Segmentation mask data
* * *
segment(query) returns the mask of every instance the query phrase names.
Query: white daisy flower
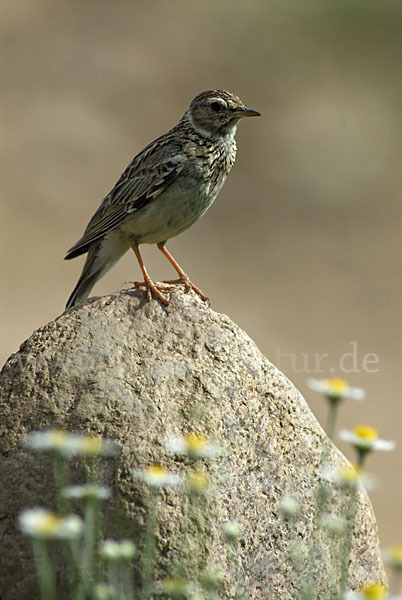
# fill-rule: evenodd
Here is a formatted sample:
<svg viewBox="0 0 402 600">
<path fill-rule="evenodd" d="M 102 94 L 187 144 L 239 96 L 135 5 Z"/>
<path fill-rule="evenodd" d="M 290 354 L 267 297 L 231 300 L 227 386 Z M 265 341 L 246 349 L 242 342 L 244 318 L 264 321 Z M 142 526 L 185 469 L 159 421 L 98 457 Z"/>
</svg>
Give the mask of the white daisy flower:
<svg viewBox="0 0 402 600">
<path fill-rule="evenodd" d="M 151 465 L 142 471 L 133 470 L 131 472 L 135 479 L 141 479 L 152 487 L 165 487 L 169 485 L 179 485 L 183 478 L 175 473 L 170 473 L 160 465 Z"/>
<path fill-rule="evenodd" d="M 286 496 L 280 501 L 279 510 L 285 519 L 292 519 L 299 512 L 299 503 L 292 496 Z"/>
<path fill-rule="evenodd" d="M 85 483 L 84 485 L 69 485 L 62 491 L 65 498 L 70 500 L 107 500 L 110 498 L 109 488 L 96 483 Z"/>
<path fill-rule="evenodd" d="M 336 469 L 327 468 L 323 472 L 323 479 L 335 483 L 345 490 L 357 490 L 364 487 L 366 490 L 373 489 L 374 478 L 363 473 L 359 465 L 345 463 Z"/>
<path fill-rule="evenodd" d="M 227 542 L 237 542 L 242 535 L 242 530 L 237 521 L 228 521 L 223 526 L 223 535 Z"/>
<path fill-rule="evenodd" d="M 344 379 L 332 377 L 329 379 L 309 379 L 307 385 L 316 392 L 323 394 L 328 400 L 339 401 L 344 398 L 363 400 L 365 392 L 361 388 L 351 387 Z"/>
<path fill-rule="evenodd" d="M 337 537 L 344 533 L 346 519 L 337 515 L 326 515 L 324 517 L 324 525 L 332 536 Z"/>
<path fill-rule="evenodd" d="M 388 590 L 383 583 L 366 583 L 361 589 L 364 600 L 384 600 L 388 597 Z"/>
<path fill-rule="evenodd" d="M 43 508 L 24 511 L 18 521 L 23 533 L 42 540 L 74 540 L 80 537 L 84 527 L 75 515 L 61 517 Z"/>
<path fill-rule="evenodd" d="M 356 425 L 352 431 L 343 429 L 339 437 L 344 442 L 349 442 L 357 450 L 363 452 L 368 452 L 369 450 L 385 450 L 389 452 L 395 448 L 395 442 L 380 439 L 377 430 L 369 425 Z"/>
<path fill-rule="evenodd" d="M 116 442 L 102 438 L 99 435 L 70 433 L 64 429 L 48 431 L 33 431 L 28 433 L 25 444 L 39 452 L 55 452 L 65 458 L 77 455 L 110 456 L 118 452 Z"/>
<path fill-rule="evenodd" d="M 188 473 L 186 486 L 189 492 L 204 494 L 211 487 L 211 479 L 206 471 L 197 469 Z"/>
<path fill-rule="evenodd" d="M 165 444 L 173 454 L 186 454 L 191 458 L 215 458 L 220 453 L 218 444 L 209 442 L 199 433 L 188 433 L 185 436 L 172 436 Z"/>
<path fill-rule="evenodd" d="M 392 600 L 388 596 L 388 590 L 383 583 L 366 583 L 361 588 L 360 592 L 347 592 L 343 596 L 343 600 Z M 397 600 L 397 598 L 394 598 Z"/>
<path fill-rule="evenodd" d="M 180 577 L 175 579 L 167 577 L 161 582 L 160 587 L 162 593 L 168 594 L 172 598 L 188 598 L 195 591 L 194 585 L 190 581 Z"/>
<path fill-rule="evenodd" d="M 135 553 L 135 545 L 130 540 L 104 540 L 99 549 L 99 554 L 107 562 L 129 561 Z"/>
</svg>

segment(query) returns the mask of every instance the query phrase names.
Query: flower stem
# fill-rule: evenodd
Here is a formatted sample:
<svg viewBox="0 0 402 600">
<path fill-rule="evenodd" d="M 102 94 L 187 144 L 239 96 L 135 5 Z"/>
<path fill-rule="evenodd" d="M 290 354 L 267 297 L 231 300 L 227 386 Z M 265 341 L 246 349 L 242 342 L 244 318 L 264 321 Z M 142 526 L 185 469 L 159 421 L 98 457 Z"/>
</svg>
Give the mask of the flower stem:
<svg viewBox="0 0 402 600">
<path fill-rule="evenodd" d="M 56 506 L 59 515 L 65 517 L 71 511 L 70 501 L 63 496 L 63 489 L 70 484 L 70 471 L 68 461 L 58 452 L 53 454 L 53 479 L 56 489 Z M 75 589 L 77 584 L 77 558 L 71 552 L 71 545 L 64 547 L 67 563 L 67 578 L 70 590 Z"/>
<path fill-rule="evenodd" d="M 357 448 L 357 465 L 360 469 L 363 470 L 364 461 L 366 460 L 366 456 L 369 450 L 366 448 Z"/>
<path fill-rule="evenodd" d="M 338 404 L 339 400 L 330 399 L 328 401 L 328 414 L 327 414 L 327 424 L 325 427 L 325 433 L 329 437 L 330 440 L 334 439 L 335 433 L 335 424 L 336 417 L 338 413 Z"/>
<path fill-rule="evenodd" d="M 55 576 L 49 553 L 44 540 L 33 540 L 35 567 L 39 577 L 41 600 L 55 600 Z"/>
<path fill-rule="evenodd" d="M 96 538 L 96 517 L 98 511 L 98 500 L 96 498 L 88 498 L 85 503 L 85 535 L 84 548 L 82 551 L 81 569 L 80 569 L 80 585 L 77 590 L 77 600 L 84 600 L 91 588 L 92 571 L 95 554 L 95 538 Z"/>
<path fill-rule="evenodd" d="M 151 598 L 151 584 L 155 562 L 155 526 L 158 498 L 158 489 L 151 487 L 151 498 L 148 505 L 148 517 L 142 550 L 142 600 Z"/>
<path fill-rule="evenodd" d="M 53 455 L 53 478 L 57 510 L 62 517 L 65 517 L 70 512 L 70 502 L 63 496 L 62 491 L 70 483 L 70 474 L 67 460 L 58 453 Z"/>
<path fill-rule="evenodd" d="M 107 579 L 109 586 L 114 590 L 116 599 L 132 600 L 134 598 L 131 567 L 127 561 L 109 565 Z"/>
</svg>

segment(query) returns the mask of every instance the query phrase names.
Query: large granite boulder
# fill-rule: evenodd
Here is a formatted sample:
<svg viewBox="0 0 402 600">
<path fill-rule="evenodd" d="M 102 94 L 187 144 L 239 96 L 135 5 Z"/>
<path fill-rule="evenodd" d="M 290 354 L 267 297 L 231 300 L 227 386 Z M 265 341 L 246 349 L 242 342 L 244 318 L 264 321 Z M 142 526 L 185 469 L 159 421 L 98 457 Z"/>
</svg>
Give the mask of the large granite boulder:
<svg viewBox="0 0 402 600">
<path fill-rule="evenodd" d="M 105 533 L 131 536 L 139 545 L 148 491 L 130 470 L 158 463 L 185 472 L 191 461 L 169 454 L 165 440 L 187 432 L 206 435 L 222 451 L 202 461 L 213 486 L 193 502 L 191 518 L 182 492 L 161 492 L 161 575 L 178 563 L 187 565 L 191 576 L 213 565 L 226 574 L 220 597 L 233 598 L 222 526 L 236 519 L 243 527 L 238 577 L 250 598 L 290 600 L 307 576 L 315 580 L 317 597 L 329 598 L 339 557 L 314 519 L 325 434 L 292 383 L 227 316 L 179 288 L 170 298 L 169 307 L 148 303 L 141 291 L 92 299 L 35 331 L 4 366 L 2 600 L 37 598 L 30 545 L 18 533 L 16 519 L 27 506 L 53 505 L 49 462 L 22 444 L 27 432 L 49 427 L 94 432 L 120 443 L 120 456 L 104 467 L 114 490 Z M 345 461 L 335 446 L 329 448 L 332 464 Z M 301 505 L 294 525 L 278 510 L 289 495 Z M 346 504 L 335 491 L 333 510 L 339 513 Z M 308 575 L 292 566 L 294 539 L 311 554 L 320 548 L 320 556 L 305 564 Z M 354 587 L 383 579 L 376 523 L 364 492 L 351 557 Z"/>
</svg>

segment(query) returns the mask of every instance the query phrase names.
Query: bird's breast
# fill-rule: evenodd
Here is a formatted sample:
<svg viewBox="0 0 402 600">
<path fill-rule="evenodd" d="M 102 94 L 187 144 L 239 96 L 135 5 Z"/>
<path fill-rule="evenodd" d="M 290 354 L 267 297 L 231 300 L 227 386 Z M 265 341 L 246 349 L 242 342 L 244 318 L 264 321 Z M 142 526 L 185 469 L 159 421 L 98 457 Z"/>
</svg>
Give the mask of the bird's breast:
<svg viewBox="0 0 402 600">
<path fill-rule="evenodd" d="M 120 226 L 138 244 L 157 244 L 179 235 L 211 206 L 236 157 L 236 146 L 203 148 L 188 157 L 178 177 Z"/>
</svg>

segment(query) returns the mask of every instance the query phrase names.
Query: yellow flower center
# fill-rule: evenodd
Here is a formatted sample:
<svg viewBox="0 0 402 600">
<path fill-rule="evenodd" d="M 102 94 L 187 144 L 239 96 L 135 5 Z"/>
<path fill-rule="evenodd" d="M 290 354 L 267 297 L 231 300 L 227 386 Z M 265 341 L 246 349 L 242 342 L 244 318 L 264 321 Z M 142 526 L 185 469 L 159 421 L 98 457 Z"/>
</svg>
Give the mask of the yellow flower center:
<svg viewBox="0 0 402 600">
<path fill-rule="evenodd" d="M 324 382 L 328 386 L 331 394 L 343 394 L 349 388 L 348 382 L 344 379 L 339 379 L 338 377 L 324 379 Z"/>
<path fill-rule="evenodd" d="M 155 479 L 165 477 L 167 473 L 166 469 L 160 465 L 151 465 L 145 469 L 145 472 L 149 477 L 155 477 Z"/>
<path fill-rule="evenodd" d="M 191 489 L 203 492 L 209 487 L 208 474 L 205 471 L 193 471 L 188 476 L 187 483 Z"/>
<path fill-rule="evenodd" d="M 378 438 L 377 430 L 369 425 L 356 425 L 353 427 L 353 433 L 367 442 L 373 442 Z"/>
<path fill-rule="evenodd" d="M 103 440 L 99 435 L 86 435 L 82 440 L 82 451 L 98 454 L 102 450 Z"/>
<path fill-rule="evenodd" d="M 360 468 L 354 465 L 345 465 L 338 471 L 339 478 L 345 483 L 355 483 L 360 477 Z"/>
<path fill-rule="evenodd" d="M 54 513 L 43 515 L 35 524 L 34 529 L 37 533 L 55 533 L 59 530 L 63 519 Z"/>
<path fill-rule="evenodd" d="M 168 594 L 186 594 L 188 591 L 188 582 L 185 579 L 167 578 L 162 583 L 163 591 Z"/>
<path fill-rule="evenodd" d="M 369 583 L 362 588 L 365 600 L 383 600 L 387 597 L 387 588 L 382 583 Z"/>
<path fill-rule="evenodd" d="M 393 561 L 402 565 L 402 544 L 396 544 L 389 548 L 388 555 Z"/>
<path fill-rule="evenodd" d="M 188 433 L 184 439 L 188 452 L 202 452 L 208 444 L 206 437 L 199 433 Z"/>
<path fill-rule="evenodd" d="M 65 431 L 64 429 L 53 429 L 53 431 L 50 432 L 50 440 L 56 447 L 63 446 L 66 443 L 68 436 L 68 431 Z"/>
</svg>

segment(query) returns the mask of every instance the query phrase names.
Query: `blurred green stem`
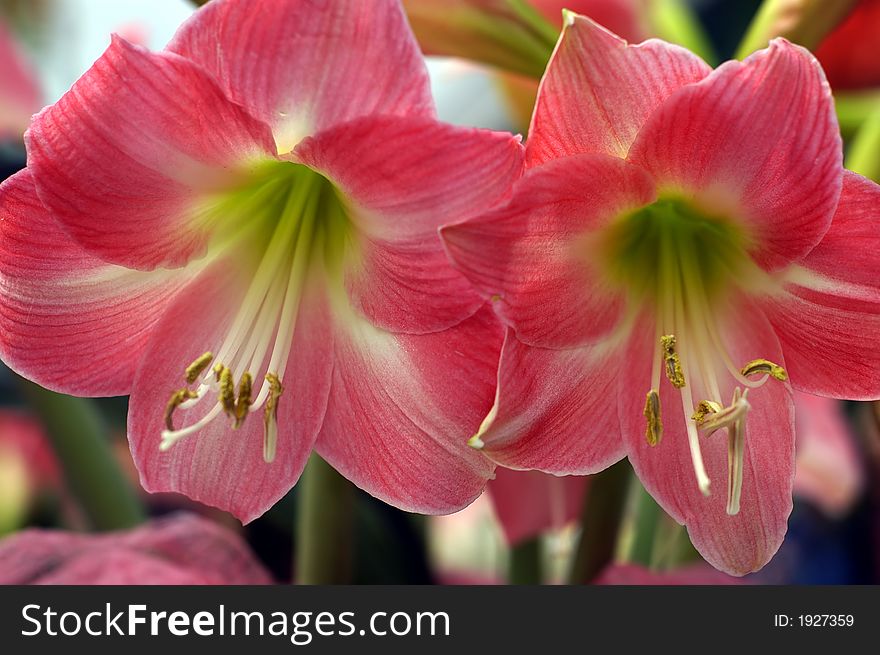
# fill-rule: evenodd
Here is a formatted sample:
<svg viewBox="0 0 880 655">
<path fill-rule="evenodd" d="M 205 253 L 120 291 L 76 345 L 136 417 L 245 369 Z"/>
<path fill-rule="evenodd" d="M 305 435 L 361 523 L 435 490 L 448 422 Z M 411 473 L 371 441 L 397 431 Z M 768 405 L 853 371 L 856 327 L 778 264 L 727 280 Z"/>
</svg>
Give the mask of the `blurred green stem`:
* * *
▶ [What is required]:
Within the records, the lines containing the string "green" are to be counted and their number given without comment.

▶ [Solution to the exercise]:
2